-- begin Text --

This is the reason why I made sure to teach my children manners and to never go into anyone elses yard. We are out in the country so we don't worry about neighbors, we're surrounded by corn fields lol. I have taught my kids to respect other people's property, that includes their yards so that when we go to grandma and grandpa's I don't have to worry about my kids being the 'bad' ones. I just wish that other people would do the same with their kids, or atleast care enough to watch them and make sure that they aren't in other peoples yards or out in the street. We went to see grandma and grandpa today, there are kids at the houses in front and in back of my mom's house. One of the kids from the house in the back saw Ellie and Angelo playing in the yard and he went to get his mom to ask if he could pet the puppies, how nice. The kids at the house in front just came running over and tried to pick up Angelo, I said "oh no sweetie, please don't pick him up" then the kid looked at me and said "you're mean" and went back to his yard. He was probably about 6 years old. My mom needs a fence too. Good luck to you with your 'neighbor' problem!!


----------



## The A Team (Dec 1, 2005)

> "Good fences make good neighbors" :biggrin:[/B]


Ditto. even double ditto!


----------



## karebear (Nov 4, 2007)

I hate kids. I visibly cringe when I hear kids whining and crying at the supermarket. And the worst thing is that parents think their kids are ABSOLUTE ANGELS. oh heck no! I would advise that you go and talk to your neighbor about their kids playing in your yard and how it gets your malts riled up but I could see that going in the wrong direction (my kids aren't doing any damage.. they're just dogs.. blah blah). Maybe you could get a temporary fence and just put it up on their side.. maybe then they'll get the idea..

and what's so bad about being the cranky lady in the neighborhood??


----------



## Matilda's mommy (Jun 1, 2005)

> > index.php?act=findpost&pid=559360
> 
> 
> 
> ...



couldn't have been said better


----------



## I found nemo (Feb 23, 2006)

I Have three sons and never ever did they ever go into anyones yard, for what :blink: we have our own. ANY person who would sit there and watch a two year old do that and laugh in my opinion is a moron :biggrin: I Agree about getting a fence, stop the problem before it gets worse.. :biggrin:


----------



## CrystalAndZoe (Jul 11, 2006)

Awww....shucks. ::looking down at my feet and scooting around some imaginary dirt with my toe:: :blush: You guys are the best! :wub: Thank you so much for making me feel like I'm not an old meany. I have been wanting to get a fence for about 2 years now and things keep coming up and what I've saved in my fence fund is used elsewhere. But, to quote a phrase from a classic movie, 'as God is my witness', I WILL have a fence some day!! lol The neighbors who are the problem, and there are actually two of them, have not really taken care of there yards once it was seeded, so I'm sure the kids _feel_ like my yard is _like_ a park. I actually have nice green grass for them to play in. And I don't have trash in my yard, or tons of toys being left out all night long, including stuffed animals. Wouldn't they be just a wet mess in the morning??? Ok...not going to keep complaining. Thanks everyone.

-- end Text --
-- begin Data shown --

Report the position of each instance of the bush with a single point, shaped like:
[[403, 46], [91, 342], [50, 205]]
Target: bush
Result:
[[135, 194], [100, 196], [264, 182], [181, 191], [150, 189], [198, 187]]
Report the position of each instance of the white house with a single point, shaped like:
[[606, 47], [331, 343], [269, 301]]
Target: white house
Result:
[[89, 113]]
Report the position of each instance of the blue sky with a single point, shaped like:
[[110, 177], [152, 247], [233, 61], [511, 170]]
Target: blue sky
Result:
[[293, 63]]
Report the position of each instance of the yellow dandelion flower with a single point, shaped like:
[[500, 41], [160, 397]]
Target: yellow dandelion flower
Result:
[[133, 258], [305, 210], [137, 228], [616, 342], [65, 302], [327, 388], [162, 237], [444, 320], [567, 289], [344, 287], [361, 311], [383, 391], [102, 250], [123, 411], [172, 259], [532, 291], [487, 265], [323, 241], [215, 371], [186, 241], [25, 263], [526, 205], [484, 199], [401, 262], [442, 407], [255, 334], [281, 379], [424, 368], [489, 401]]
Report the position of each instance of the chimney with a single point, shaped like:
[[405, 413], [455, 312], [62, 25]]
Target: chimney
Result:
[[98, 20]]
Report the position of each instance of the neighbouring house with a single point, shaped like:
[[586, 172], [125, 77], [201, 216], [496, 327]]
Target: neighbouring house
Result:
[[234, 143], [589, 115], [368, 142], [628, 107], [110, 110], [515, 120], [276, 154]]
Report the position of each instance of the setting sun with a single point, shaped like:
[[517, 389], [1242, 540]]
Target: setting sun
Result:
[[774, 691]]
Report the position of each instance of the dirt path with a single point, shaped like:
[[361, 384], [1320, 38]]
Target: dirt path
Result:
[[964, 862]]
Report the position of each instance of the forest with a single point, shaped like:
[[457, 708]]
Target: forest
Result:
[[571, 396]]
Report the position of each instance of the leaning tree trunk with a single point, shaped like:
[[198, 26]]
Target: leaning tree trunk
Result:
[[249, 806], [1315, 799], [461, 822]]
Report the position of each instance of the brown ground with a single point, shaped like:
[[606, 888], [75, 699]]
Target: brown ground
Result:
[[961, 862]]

-- end Data shown --

• **The problem**
In the forum thread, for about how long has CrystalAndZoe been wanting to get a fence?

• **Solution to the exercise**
For about two years.